What you need to do: Only the lines from the line holding "of the eroded" to the last line should be output, each exactly as given.

Point-based annotation data:

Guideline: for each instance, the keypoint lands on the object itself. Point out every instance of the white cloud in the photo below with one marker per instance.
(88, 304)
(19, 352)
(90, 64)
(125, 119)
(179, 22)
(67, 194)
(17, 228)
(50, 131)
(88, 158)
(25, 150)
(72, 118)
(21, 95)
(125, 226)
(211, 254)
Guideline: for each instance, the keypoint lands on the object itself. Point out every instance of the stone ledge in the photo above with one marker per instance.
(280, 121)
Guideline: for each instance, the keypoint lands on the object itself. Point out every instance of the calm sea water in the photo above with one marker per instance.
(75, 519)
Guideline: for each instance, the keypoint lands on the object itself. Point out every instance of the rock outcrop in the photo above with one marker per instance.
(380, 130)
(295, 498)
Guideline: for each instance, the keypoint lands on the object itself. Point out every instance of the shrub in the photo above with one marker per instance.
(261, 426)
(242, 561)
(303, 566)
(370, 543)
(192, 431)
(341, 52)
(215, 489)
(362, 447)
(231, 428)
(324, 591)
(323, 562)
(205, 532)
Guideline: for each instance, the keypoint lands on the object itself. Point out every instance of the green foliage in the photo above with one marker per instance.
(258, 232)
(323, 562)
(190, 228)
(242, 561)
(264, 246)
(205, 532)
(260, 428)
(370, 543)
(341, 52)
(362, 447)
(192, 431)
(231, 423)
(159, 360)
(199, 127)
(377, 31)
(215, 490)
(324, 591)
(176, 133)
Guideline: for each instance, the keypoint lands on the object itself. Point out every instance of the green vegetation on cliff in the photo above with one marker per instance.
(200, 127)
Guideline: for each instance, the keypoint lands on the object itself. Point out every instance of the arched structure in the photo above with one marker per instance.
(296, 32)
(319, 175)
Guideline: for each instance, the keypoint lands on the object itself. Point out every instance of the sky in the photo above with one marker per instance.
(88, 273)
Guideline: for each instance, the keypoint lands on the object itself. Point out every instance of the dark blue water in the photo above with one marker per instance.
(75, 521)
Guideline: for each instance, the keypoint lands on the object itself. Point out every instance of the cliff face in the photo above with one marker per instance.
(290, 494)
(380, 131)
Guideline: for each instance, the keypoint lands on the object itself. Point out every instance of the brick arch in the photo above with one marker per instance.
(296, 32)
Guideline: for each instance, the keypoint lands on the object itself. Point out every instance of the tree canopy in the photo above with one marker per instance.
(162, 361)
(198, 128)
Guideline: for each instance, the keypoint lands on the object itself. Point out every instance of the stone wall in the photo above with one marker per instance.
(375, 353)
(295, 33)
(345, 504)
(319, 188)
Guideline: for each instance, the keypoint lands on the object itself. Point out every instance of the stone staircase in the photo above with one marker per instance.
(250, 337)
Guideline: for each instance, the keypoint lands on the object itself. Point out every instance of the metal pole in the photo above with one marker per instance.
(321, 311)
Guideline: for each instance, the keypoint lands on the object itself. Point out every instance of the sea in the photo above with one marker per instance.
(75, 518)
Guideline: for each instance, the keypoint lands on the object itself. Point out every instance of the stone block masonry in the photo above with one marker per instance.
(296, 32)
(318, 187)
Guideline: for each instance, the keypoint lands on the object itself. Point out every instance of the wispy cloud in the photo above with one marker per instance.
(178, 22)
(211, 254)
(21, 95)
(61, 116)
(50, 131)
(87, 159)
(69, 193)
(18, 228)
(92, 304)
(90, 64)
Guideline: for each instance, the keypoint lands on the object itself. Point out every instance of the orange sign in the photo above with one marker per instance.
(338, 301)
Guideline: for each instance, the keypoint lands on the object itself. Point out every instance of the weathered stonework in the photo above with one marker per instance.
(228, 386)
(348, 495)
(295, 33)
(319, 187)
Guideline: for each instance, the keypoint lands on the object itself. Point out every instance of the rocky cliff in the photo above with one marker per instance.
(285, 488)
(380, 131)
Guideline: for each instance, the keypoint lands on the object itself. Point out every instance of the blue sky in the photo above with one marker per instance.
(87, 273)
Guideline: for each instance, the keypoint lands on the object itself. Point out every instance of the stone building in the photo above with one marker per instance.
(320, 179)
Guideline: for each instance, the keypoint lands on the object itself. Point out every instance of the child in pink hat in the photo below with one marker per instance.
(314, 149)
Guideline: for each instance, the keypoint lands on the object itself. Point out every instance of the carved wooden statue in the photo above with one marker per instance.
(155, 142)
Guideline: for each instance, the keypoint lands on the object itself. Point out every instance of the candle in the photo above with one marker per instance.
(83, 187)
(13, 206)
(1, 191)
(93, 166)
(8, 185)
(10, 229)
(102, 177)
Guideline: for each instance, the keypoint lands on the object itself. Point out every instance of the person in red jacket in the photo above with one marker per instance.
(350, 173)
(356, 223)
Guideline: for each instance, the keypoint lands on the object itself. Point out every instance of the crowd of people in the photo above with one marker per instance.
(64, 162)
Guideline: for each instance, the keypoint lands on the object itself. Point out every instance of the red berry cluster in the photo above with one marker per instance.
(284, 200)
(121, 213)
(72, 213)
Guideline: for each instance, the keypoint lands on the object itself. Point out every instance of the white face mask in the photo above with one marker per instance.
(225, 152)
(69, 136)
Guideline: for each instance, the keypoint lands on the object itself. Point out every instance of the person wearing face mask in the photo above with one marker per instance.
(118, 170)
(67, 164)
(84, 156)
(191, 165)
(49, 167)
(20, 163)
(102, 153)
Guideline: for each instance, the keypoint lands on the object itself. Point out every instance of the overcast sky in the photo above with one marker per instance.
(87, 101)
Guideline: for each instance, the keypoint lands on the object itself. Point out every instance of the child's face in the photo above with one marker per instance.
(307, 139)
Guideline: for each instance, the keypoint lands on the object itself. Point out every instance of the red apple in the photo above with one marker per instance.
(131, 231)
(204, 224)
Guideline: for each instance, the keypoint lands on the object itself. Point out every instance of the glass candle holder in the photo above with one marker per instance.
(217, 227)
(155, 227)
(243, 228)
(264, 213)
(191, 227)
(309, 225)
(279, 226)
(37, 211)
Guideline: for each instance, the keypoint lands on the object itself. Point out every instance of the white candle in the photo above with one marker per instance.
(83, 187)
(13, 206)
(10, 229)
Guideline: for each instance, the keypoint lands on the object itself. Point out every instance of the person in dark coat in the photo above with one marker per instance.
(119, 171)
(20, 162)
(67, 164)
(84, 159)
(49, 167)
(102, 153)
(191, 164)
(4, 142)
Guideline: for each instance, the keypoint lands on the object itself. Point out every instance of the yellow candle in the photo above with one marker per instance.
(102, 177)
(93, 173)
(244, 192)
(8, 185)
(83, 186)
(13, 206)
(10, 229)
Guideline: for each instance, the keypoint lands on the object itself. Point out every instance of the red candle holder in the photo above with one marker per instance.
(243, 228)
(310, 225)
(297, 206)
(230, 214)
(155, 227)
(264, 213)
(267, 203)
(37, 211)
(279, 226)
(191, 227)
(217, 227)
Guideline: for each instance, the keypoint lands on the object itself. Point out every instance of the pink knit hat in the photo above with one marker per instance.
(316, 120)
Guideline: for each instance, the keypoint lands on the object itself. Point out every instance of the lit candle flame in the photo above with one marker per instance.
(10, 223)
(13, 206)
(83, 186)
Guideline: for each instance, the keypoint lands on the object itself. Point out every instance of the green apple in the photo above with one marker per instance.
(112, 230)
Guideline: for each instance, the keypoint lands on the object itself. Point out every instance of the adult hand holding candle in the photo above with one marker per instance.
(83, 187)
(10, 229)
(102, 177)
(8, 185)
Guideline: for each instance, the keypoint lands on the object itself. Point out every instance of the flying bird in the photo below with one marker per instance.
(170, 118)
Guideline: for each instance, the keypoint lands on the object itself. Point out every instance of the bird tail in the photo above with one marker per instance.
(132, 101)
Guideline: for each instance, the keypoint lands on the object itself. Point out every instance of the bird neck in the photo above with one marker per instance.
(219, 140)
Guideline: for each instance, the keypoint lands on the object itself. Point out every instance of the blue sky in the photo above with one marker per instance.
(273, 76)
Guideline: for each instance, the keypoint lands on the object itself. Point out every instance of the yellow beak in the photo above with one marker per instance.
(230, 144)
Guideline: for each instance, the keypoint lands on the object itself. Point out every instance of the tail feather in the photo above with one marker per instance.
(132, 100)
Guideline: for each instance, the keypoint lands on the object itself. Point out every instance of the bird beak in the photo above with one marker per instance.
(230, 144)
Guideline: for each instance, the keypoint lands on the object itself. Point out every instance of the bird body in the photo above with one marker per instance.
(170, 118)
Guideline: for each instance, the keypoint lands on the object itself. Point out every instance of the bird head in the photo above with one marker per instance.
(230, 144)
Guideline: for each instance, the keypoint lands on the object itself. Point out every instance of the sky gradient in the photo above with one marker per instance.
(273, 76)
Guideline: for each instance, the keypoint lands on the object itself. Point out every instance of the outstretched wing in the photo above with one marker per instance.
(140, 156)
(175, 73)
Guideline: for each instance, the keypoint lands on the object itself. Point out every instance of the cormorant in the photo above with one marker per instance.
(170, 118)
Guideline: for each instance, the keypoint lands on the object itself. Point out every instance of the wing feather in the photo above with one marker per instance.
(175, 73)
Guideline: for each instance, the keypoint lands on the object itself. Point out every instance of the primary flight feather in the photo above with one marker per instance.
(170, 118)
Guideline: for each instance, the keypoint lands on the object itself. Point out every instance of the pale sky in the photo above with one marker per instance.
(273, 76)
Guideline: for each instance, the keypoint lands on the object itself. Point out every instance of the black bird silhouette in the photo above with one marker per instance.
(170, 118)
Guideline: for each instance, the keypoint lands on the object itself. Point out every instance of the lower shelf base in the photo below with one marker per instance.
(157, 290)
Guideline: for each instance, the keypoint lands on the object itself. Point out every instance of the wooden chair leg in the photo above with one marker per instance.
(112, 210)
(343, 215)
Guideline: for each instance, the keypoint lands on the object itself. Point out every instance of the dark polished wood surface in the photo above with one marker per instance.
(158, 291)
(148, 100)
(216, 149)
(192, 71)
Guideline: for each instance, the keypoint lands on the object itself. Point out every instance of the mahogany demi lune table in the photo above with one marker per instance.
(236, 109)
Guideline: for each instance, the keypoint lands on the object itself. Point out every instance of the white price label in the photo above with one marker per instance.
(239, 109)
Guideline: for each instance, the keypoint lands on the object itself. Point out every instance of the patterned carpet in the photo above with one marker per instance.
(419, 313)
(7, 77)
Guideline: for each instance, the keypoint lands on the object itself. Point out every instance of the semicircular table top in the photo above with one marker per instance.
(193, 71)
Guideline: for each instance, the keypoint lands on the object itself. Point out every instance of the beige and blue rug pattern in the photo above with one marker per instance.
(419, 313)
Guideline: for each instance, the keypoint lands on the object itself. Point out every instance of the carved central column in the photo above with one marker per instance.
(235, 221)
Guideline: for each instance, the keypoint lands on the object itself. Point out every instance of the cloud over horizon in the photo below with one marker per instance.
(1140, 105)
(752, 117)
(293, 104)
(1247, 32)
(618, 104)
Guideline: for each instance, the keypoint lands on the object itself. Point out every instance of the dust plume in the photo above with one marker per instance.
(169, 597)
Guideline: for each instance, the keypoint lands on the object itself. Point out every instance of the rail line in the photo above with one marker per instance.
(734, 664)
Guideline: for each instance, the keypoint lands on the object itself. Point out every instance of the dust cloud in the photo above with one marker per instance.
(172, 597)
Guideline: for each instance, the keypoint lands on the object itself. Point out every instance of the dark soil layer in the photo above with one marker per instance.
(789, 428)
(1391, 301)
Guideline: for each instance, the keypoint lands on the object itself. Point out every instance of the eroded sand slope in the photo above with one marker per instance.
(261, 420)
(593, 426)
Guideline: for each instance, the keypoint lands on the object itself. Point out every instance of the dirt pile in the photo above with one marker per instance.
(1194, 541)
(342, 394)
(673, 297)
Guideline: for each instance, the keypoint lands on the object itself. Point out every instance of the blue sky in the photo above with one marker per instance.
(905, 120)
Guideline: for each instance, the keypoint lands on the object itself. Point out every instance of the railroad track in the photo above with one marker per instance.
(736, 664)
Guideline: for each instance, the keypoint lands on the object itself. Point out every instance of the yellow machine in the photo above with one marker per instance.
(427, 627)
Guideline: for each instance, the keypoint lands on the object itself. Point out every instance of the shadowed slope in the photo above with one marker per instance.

Output of the task:
Guideline: for each instance, the keypoint lands on the object itself. Point out every instance of the eroded sand slope in the photo above with one marker per instance.
(261, 420)
(593, 426)
Guideline: for each instance, the keypoint lands on the object itself. Point out every instance of the dirt pile in the photo above with one marker per instance.
(1194, 541)
(342, 394)
(673, 297)
Guideline: for each instance, the keypoint lands on the object itself. Point out every instance of the blue sky in the photo above with one marker per instance.
(905, 120)
Guideline: for each instance, the keypoint lands on the object itself. Point out every instance of the railroad track in the photo above with one marker per instance.
(736, 664)
Guideline: for each instance, the keypoint lands on the object itself. Point out every instance of the yellow machine in the photo above with one marker per instance.
(427, 627)
Guideline: for each instance, the keypoint lands on the object itself. Point out every instance of the shadowed slope in the photo above with one marker per instance.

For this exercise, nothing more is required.